> _WHAT THE TASK REQUIRES_
Every line from the one with "box: [0, 190, 38, 281]" to the end of the entries, both included, is to be copied exactly; the other lines stay out.

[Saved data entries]

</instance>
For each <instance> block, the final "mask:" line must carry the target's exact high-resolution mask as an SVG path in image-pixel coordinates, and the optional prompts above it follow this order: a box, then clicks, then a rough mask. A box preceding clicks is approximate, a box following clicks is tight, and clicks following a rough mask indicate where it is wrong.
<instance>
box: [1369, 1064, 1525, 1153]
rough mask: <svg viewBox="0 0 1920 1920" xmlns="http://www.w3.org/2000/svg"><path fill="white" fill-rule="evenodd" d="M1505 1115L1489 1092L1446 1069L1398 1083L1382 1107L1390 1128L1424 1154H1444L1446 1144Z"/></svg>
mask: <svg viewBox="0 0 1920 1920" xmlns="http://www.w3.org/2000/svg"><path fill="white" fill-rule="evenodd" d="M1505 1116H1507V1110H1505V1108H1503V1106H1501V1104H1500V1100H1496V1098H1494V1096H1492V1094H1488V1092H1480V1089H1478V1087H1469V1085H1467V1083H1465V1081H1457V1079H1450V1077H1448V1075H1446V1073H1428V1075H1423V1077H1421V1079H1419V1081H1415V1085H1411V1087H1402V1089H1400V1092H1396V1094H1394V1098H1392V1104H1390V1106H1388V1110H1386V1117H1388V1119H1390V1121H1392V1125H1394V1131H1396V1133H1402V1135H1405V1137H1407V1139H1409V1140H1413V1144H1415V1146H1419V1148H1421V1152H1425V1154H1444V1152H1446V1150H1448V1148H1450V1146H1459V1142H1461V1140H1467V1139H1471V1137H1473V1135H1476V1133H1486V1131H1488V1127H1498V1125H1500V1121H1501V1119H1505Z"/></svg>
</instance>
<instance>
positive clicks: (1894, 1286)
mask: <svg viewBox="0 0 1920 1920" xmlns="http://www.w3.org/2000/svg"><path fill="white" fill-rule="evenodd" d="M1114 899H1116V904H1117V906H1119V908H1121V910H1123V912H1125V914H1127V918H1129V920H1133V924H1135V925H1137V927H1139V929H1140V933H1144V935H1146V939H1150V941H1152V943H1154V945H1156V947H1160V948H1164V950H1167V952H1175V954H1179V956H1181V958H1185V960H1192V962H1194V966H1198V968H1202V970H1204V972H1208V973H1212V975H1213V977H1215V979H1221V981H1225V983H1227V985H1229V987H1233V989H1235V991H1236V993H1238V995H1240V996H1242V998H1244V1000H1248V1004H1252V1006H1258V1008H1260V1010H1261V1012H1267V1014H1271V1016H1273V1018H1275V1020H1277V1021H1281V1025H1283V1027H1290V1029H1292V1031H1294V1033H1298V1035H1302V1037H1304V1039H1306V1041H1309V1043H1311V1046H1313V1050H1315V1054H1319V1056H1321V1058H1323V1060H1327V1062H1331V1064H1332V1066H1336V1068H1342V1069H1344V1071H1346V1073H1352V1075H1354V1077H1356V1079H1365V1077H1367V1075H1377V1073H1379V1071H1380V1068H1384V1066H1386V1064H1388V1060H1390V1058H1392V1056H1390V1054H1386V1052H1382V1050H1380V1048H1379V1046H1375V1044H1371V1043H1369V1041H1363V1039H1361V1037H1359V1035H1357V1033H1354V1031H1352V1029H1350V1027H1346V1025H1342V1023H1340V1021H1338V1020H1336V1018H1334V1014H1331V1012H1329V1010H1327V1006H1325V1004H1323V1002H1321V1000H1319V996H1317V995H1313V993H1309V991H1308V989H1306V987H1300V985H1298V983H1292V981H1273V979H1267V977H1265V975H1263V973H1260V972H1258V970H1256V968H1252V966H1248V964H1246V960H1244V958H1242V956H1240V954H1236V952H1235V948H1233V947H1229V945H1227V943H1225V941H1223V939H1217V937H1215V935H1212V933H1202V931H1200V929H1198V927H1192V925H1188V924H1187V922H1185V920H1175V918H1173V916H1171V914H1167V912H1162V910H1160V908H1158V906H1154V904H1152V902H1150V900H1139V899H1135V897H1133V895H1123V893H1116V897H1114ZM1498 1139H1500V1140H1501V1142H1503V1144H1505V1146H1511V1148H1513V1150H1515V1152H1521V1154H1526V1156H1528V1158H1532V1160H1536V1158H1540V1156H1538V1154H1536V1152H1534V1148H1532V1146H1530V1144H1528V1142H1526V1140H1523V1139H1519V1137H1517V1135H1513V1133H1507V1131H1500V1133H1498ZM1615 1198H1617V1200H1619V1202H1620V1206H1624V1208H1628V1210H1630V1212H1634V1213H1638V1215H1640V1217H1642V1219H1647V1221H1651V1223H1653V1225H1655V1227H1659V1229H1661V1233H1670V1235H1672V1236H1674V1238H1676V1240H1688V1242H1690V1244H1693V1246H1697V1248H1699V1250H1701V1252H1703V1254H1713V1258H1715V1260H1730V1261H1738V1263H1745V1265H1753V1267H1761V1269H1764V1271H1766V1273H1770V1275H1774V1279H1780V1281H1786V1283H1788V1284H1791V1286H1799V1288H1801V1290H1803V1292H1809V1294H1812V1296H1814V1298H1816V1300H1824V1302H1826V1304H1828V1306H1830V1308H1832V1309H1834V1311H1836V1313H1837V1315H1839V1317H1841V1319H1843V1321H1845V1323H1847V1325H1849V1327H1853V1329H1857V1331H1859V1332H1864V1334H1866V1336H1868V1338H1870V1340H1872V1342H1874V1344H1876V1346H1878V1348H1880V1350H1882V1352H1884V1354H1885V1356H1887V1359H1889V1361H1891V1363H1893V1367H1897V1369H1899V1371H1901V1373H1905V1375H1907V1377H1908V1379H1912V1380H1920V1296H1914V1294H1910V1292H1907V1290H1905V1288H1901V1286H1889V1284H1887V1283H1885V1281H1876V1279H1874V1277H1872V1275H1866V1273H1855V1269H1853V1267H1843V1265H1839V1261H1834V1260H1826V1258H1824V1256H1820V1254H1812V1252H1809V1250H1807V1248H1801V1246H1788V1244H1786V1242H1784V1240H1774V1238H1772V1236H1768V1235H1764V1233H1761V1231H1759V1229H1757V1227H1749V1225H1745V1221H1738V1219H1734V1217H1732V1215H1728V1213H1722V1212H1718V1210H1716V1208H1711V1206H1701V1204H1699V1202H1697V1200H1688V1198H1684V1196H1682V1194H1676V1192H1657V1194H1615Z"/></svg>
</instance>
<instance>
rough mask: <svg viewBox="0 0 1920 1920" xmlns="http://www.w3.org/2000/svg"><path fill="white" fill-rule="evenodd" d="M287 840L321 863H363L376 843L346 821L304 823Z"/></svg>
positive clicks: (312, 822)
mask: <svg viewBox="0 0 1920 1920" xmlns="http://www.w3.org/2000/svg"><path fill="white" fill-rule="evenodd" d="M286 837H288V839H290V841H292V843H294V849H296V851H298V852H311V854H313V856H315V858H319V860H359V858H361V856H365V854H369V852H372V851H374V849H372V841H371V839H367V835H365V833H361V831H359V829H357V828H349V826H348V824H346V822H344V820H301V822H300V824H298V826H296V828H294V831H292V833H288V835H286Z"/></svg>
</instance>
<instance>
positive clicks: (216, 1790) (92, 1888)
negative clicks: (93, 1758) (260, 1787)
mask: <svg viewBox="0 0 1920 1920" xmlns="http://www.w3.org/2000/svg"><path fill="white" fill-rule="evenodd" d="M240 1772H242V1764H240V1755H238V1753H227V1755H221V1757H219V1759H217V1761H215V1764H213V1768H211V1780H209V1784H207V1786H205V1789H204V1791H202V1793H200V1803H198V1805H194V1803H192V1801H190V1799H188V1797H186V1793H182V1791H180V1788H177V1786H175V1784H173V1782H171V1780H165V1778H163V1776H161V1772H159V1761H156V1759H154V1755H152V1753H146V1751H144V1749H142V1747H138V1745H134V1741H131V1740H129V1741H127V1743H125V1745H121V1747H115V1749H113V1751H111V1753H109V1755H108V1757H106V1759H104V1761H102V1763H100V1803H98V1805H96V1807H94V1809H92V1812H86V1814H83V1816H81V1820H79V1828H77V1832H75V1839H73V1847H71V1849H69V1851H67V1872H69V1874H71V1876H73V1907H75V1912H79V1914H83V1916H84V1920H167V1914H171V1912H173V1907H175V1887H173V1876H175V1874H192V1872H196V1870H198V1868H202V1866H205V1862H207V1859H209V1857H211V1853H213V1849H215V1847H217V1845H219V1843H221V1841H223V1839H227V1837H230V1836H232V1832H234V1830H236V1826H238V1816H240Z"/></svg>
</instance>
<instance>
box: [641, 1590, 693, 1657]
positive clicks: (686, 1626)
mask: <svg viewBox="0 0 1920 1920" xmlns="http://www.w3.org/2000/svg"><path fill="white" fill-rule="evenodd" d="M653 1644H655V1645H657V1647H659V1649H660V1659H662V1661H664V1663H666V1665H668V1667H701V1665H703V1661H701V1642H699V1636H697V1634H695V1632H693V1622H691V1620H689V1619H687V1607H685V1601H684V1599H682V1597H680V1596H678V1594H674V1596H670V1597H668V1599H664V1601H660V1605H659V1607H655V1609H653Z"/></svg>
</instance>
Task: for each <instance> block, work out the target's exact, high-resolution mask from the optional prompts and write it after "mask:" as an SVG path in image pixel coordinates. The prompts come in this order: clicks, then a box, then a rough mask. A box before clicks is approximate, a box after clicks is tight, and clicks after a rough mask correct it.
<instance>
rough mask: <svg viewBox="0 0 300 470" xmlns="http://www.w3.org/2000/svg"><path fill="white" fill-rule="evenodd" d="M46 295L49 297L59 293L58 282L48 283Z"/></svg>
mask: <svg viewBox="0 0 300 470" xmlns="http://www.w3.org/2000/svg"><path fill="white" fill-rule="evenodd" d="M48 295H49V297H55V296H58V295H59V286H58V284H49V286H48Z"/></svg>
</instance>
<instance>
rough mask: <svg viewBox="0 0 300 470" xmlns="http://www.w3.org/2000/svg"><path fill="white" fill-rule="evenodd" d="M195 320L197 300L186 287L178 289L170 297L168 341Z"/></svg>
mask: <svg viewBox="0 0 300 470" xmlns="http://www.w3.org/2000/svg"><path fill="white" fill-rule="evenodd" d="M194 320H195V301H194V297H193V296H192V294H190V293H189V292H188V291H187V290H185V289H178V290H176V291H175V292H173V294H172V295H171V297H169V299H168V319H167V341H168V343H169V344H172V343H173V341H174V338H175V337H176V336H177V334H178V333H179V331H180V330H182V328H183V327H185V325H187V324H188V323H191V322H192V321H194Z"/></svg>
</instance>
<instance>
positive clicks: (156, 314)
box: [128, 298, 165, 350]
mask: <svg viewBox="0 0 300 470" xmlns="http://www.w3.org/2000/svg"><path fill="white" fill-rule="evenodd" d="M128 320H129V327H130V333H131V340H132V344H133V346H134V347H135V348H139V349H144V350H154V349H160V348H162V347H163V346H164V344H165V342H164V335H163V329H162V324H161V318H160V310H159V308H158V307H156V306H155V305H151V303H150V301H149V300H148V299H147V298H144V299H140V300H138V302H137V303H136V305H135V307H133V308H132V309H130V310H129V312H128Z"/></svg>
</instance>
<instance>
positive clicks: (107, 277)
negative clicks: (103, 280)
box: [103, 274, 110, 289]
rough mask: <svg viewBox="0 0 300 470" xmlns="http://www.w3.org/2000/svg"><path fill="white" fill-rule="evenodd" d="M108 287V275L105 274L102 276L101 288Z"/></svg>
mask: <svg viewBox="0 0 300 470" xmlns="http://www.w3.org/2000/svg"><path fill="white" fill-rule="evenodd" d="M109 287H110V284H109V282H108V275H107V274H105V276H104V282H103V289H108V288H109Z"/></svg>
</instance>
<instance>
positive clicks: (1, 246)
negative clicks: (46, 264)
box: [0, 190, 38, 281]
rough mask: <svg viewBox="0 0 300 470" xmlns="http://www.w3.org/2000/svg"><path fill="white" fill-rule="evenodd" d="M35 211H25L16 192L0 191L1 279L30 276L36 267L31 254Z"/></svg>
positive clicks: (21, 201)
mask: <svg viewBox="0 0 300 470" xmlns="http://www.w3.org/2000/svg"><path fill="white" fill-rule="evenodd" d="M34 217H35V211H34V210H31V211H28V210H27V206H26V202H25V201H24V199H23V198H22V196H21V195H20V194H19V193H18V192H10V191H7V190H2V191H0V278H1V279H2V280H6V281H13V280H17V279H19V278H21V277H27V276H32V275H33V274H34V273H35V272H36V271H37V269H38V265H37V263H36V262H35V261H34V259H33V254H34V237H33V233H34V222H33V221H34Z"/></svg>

> _SOLUTION TO THIS PROBLEM_
box: [0, 190, 38, 281]
rough mask: <svg viewBox="0 0 300 470" xmlns="http://www.w3.org/2000/svg"><path fill="white" fill-rule="evenodd" d="M35 211H25L16 192L0 191L1 279L30 276L36 267L31 254Z"/></svg>
positive clicks: (21, 201)
mask: <svg viewBox="0 0 300 470" xmlns="http://www.w3.org/2000/svg"><path fill="white" fill-rule="evenodd" d="M34 217H35V211H34V210H31V211H28V210H27V206H26V202H25V201H24V199H23V198H22V196H21V195H20V194H19V193H18V192H10V191H7V190H2V191H0V278H1V279H2V280H6V281H13V280H17V279H19V278H21V277H27V276H32V275H33V274H34V273H35V272H36V271H37V269H38V265H37V263H36V262H35V261H34V259H33V254H34V237H33V233H34V222H33V221H34Z"/></svg>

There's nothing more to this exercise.